── VORLIEGENDER TEXT ──

Stefan Weidner: "Fes"
Sieben Umkreisungen
Gratwanderung
zwischen islamisch geprägter Tradition und Moderne westlichen
Stils
Fes, die frühere Hauptstadt Marokkos, Zentrum
islamisch-arabischer Kultur und Brücke zum einst von ihr
beherrschten und befruchteten Andalusien: Eine Gruppe deutscher
Schriftsteller, die zum Austausch mit einheimischen Dichtern nach
Marokko gekommen ist, besichtigt die alte Königsstadt einen
Tag lang, geführt von Nassib, einem dort geborenen Dichter,
der den Gästen mehr als nur einen oberflächlichen
Blick auf die Sehenswürdigkeiten von Fes bieten
möchte. Nassib ist gefangen im Zwiespalt zwischen dem
Bestreben, Gemeinsamkeiten seiner Kultur mit jener der Gäste
zu suchen und zu vermitteln, und dem Bedürfnis zur Abgrenzung.
Vielleicht meint er es zu gut, jedenfalls kommt es zu einer
hässlichen Auseinandersetzung mit einem der deutschen
Teilnehmer.
R., ein weiteres Mitglied der Gruppe, ist mit diesem Ausgang nicht
zufrieden. Nassibs Ausführungen dienen ihm als Grundlage
für einen Besuch in der anderen marokkanischen
Königsstadt, Marrakesch. Seine Eindrücke des alten
und neuen Marrakesch ermöglichen es ihm, den Tag in Fes mit
anderen Augen zu sehen und Nassibs schwierige Position zwischen
islamisch geprägter Tradition und moderner Ausrichtung nach
Europa zu erkennen, hat er doch diesen Widerspruch überall in
Marokko gefunden, auch in Rabat, auch in Nassibs jetzigem, aus
touristischer Sicht bedeutungslosem Wohnort Mohammedia. Wie ein
gläubiger Muslim sieben Mal die Kaaba umrundet, so umkreist R.
in sieben Kapiteln, von denen drei aus sorgsam ausgewählten
Fotos bestehen, den kulturellen Konflikt, den Fes
repräsentiert. Sollten der Islam und die europäische
Kultur tatsächlich These und Antithese sein, so gelingt es R.
allmählich, sich durch seine weiträumigen
Umkreisungen der Synthese behutsam anzunähern.
Behutsamkeit ist überhaupt ein Merkmal dieses Romans.

───

AUFGABE –
Stimmen die folgenden Aussagen mit dem Text über den Roman „Fes“ überein? Antworte jeweils mit Ja oder Nein und zitiere wörtlich die entscheidenden Worte.
(a) Nassib ist in Fes geboren.
(b) Alle sieben Kapitel bestehen aus Fotos.
(c) Mohammedia ist aus touristischer Sicht ein bedeutender Ort.

── BEREITGESTELLTES MATERIAL ──

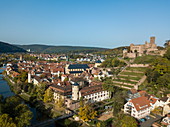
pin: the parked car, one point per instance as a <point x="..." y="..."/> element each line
<point x="142" y="120"/>
<point x="148" y="117"/>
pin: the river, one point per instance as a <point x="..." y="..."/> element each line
<point x="6" y="92"/>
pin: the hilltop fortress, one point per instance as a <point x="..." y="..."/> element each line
<point x="139" y="50"/>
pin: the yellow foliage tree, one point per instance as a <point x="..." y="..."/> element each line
<point x="48" y="96"/>
<point x="87" y="113"/>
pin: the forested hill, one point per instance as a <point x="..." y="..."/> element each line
<point x="8" y="48"/>
<point x="59" y="49"/>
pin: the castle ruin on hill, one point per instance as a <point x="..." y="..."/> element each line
<point x="139" y="50"/>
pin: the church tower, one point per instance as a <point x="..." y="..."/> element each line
<point x="75" y="91"/>
<point x="152" y="40"/>
<point x="29" y="77"/>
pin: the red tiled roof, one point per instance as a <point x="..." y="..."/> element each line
<point x="141" y="103"/>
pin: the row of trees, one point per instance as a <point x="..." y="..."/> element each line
<point x="13" y="113"/>
<point x="113" y="62"/>
<point x="158" y="81"/>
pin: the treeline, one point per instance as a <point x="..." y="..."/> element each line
<point x="113" y="62"/>
<point x="158" y="81"/>
<point x="13" y="113"/>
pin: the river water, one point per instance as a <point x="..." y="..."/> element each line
<point x="6" y="92"/>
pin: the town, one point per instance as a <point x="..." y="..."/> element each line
<point x="95" y="89"/>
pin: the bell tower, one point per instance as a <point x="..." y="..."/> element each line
<point x="152" y="40"/>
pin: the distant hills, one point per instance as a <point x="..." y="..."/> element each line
<point x="8" y="48"/>
<point x="59" y="49"/>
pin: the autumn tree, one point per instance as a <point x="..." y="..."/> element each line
<point x="6" y="121"/>
<point x="48" y="96"/>
<point x="87" y="113"/>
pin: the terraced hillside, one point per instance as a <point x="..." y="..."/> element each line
<point x="130" y="77"/>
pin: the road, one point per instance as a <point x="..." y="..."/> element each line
<point x="149" y="122"/>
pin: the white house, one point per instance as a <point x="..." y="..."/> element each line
<point x="138" y="107"/>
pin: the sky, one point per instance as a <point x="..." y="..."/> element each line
<point x="94" y="23"/>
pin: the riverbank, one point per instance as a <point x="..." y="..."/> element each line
<point x="6" y="89"/>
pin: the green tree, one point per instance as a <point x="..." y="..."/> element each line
<point x="6" y="121"/>
<point x="22" y="115"/>
<point x="87" y="113"/>
<point x="118" y="101"/>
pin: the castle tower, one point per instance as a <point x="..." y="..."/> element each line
<point x="29" y="77"/>
<point x="152" y="40"/>
<point x="75" y="91"/>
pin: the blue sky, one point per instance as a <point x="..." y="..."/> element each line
<point x="99" y="23"/>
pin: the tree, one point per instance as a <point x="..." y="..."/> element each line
<point x="48" y="96"/>
<point x="118" y="101"/>
<point x="6" y="121"/>
<point x="22" y="115"/>
<point x="87" y="113"/>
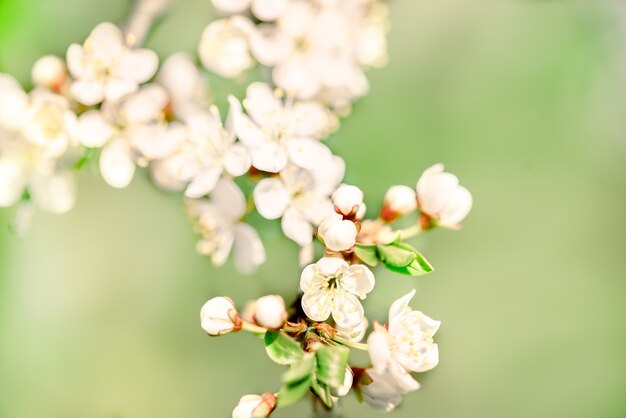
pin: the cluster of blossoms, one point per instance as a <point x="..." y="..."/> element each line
<point x="110" y="100"/>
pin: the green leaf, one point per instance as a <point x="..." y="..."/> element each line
<point x="323" y="392"/>
<point x="367" y="253"/>
<point x="331" y="365"/>
<point x="282" y="349"/>
<point x="395" y="256"/>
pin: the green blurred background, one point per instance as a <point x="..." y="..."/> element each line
<point x="524" y="100"/>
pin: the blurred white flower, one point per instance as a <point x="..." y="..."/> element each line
<point x="186" y="87"/>
<point x="319" y="48"/>
<point x="299" y="197"/>
<point x="263" y="9"/>
<point x="348" y="200"/>
<point x="332" y="287"/>
<point x="405" y="345"/>
<point x="399" y="201"/>
<point x="338" y="234"/>
<point x="104" y="67"/>
<point x="219" y="316"/>
<point x="270" y="311"/>
<point x="255" y="406"/>
<point x="277" y="132"/>
<point x="49" y="72"/>
<point x="442" y="198"/>
<point x="224" y="48"/>
<point x="219" y="222"/>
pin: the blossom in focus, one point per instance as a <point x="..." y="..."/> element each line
<point x="224" y="48"/>
<point x="332" y="287"/>
<point x="348" y="201"/>
<point x="405" y="345"/>
<point x="219" y="222"/>
<point x="255" y="406"/>
<point x="300" y="197"/>
<point x="270" y="311"/>
<point x="399" y="201"/>
<point x="104" y="67"/>
<point x="277" y="132"/>
<point x="338" y="234"/>
<point x="441" y="197"/>
<point x="219" y="316"/>
<point x="318" y="49"/>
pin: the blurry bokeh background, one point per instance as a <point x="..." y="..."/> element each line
<point x="524" y="100"/>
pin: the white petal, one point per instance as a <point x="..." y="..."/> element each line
<point x="87" y="92"/>
<point x="204" y="182"/>
<point x="116" y="164"/>
<point x="317" y="306"/>
<point x="137" y="66"/>
<point x="347" y="310"/>
<point x="270" y="157"/>
<point x="92" y="129"/>
<point x="401" y="305"/>
<point x="296" y="227"/>
<point x="237" y="160"/>
<point x="308" y="153"/>
<point x="249" y="250"/>
<point x="271" y="198"/>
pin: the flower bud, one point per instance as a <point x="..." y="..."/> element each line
<point x="399" y="201"/>
<point x="270" y="312"/>
<point x="255" y="406"/>
<point x="219" y="316"/>
<point x="49" y="71"/>
<point x="347" y="199"/>
<point x="338" y="234"/>
<point x="441" y="198"/>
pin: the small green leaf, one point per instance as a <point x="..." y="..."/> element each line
<point x="300" y="370"/>
<point x="282" y="349"/>
<point x="395" y="256"/>
<point x="323" y="392"/>
<point x="331" y="365"/>
<point x="367" y="253"/>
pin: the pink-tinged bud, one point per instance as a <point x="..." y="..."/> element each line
<point x="270" y="312"/>
<point x="219" y="316"/>
<point x="338" y="234"/>
<point x="255" y="406"/>
<point x="50" y="72"/>
<point x="348" y="200"/>
<point x="399" y="201"/>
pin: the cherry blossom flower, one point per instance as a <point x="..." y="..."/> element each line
<point x="219" y="222"/>
<point x="104" y="67"/>
<point x="442" y="198"/>
<point x="332" y="287"/>
<point x="277" y="132"/>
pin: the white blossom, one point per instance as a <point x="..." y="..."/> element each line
<point x="270" y="311"/>
<point x="442" y="198"/>
<point x="300" y="197"/>
<point x="277" y="132"/>
<point x="319" y="48"/>
<point x="224" y="47"/>
<point x="348" y="200"/>
<point x="399" y="201"/>
<point x="219" y="222"/>
<point x="255" y="406"/>
<point x="49" y="72"/>
<point x="332" y="287"/>
<point x="338" y="234"/>
<point x="219" y="316"/>
<point x="405" y="345"/>
<point x="104" y="67"/>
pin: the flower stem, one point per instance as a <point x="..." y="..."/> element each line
<point x="358" y="346"/>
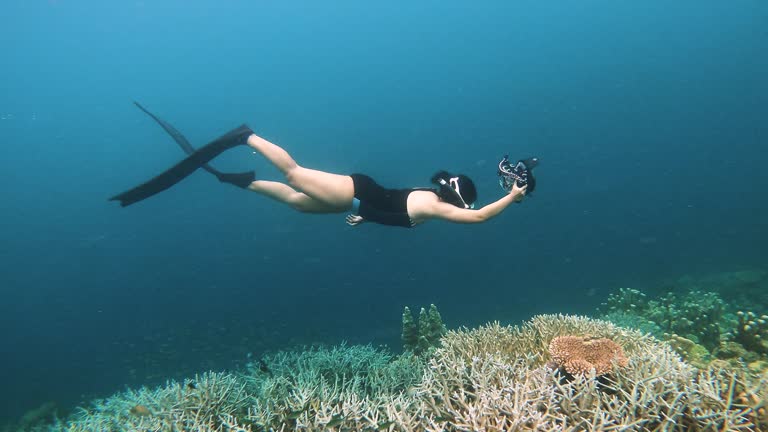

───

LÖSUNG –
(a) Ja: „geführt von Nassib, einem dort geborenen Dichter“
(b) Nein: „in sieben Kapiteln, von denen drei aus sorgsam ausgewählten Fotos bestehen“
(c) Nein: „aus touristischer Sicht bedeutungslosem Wohnort Mohammedia“